BRIEF 1 -> In the forum thread about Amazon and ebooks, can you restate the passage starting at "Effectively, the only" and ending at "redistribution of wealth.", substituting "commerce" for "business"?
BRIEF 2 -> In the forum thread about Amazon and ebooks, by what year do many colleges expect to move to ebook-only textbooks?
BRIEF 3 -> Extend the forum thread about Amazon and ebooks from where it stops.
** start of SOURCE EXTRACT **
Amazon is an odd bird. Bezos has managed to retain control of the company despite the public stock offering, which isn't especially common. Most companies are basically run by their stockholders, which means they HAVE to focus on profits getting to the stockholder. If the stockholders don't make money, the stockholders fire people until they find someone who will make them money.

Amazon being controlled by Bezos makes it a different bird. Stockholders constantly complain about not making any money from Amazon stocks. Bezos has consistently told them they aren't going to, so stop planning on it (not in precisely those terms, but that's the general feeling). Because Amazon is NOT focused on paying out huge dividends to stockholders, it has an enormous advantage over competitors: it can effectively play at a zero profit margin and still consider itself a success. That's HUGE. None of their competitors can match that margin, because of stockholder demands.

Effectively, the only company which can in the long run compete well with Amazon is another company controlled from the top, by the owner, so that they can slice margins to the same low level. That has the potential to change the entire structure of American business. Right now, it's focused on large companies which exist only to make their stockholders money; but if that model cannot compete with Amazon's "controlled by the owner" model (and I'm not sure it can), then we could see a massive adjustment in business structure and redistribution of wealth.


----------



## Kevin O. McLaughlin (Jan 5, 2013)

Devor said:


> While that's probably true, no trend continues at a constant pace forever.  At some point the ebook-to-print sales ratio will stabilize.  I don't know where, or how soon, but it's inevitable that the growth of ebooks will hit their ceiling, and print its floor.  I wouldn't be surprised if the trend begins to slow relatively soon - fewer people are buying ereaders and tablets for the first time.



Sure. In fact, 2012 saw ebook growth slow somewhat. You're going to see a lot of folks point to percentages of ebook growth and show how dismal the ebook market share growth was, but the actual revenue value of ebook sales still went up significantly from 2011 to 2012 (the market share percent didn't go up as much because the market share was already so high).

The trend will slow. It will continue to slow over the next few years. But it won't stabilize for another decade or more, I think. It's going to take that long for print to finally fade out as an ordinary consumer good.

By 2015, many colleges expect to go to ebook only textbooks. Within a few years after that, several states plan to be ebook only for textbooks grades K-12. By 2020, I suspect most textbooks in the USA will be in ebook form for all levels. And that's the real crux; this new generation of students is going to grow up never touching a print book in school. So they're going to see print books as something quaint, the way younger folks today look at LP records. I suspect by sometime in the early 2020s, print books will only be made for precious books - either religious texts, or special limited/signed editions of books people want to keep and cherish. It could happen sooner; certain events (like when B&N declares bankruptcy and closes all their stores) will accelerate things. But I figure a ten year timeline is probably a good bet.


----------



## Addison (Jan 5, 2013)
** end of SOURCE EXTRACT **
** start of RECORD EXCERPTS **
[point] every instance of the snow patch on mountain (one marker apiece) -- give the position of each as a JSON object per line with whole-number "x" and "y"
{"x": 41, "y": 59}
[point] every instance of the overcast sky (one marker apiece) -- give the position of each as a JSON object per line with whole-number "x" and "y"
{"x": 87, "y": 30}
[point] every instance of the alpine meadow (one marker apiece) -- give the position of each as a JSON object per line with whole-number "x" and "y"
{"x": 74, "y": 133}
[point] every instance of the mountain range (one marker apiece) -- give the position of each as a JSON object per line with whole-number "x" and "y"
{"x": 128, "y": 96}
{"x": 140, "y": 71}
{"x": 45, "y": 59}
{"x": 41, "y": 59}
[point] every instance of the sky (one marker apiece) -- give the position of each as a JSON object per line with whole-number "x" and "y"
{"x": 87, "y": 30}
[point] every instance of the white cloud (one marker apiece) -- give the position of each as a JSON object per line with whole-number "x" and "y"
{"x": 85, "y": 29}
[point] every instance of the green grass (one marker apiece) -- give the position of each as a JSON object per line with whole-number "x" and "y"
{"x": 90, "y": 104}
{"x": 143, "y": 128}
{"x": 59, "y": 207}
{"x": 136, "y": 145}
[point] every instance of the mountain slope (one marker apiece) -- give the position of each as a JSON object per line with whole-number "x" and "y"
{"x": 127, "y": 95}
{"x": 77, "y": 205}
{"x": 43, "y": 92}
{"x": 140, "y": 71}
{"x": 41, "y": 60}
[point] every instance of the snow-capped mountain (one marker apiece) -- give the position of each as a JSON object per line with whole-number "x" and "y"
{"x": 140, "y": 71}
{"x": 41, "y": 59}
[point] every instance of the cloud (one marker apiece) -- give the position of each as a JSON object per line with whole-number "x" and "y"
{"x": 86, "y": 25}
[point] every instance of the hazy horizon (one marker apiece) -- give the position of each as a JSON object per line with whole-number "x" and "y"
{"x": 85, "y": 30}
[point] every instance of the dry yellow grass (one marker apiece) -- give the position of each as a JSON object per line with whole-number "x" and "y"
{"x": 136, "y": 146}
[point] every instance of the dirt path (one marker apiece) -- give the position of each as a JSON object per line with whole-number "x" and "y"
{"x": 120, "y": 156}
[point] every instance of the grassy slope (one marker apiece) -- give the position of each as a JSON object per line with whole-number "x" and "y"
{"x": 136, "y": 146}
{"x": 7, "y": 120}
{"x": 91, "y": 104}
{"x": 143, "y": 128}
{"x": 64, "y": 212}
** end of RECORD EXCERPTS **
WRITTEN RESPONSE 1 ->
Effectively, the only company which can in the long run compete well with Amazon is another company controlled from the top, by the owner, so that they can slice margins to the same low level. That has the potential to change the entire structure of American commerce. Right now, it's focused on large companies which exist only to make their stockholders money; but if that model cannot compete with Amazon's "controlled by the owner" model (and I'm not sure it can), then we could see a massive adjustment in commerce structure and redistribution of wealth.

WRITTEN RESPONSE 2 -> 2015

WRITTEN RESPONSE 3 ->
Kevin O. McLaughlin said:


> By 2015, many colleges expect to go to ebook only textbooks. Within a few years after that, several states plan to be ebook only for textbooks grades K-12. By 2020, I suspect most textbooks in the USA will be in ebook form for all levels. And that's the real crux; this new generation of students is going to grow up never touching a print book in school. So they're going to see print books as something quaint, the way younger folks today look at LP records. I suspect by sometime in the early 2020s, print books will only be made for precious books - either religious texts, or special limited/signed editions of books people want to keep and cherish. It could happen sooner; certain events (like when B&N declares bankruptcy and closes all their stores) will accelerate things. But I figure a ten year timeline is probably a good bet.



...._meep._ :-(


----------



## djutmose (Jan 6, 2013)

One thing I can say is that I do think the free KDP promos on Amazon have helped my sales. For my first novel, definitely ... I wouldn't have sold 500+ paid copies if I hadn't given out 2000 free first. I know some authors who went through small publishers for their ebooks, the publishers generally don't do the KDP promos, and the sales haven't been great.

That having been said, there are no guarantees. I just gave away 3200+ copies of Shadewright (1st book in new series), so I will see how that translates into sales. 

I have tried promoting on Facebook, which has been a waste of time compared to the KDP free promos. I really hope Amazon doesn't get rid of them, but then I wouldn't be surprised if the program changed, either.


----------



## Addison (Jan 11, 2013)

When it comes to this I'm leaving it up to fate while I see just how strong my will power is. Sticking it out against a tantrum-throwing six year old for five hours without cracking is one thing. Pursuing an agent or publisher is another entirely. If the agent and publisher don't work, it's off to e-books.


----------



## JCFarnham (Jan 15, 2013)

Fact is people love free stuff. Until I see people go to county shows, conventions, university open days and such and _not _horde free pens, those little googlie-eyed fuzzy things, badges, stickers and so on, I'm going to stick to that opinion. There _are_ moments when "free" loses value for people. It could be any number of things that do it mind you, growing out of it, wanting to support the people you're buying from, etc. 

Our trick is to make sure that free doesn't lose value, or that it might _add_ value instead. I'm sure previous posts in the thread have mention how this can be achieved (short fiction and samples are better suited as free promo material, ...) you just have to find what works.


----------



## boboratory (Jan 15, 2013)

For my experience, in 2012 we (Brick Cave Books) gave away 1,950 ebooks as freebies through Sony, B&N, etc. Those same authors had additional books for sale in those same channels. We had some additional channels (Apple, Amazon, Kobo), where we did not give away any books. There is also some suspect regarding which stores we offered free on, and which stores we did not- so it may be we offered free books on stores that were weaker anyway. Regardless, we saw:

- Increase in sales of titles year over year (2011-2012, we are fairly low volume, think 100's) for their titles for sale in channels WITHOUT free offerings.
- Decrease in sales for channels that offered free titles.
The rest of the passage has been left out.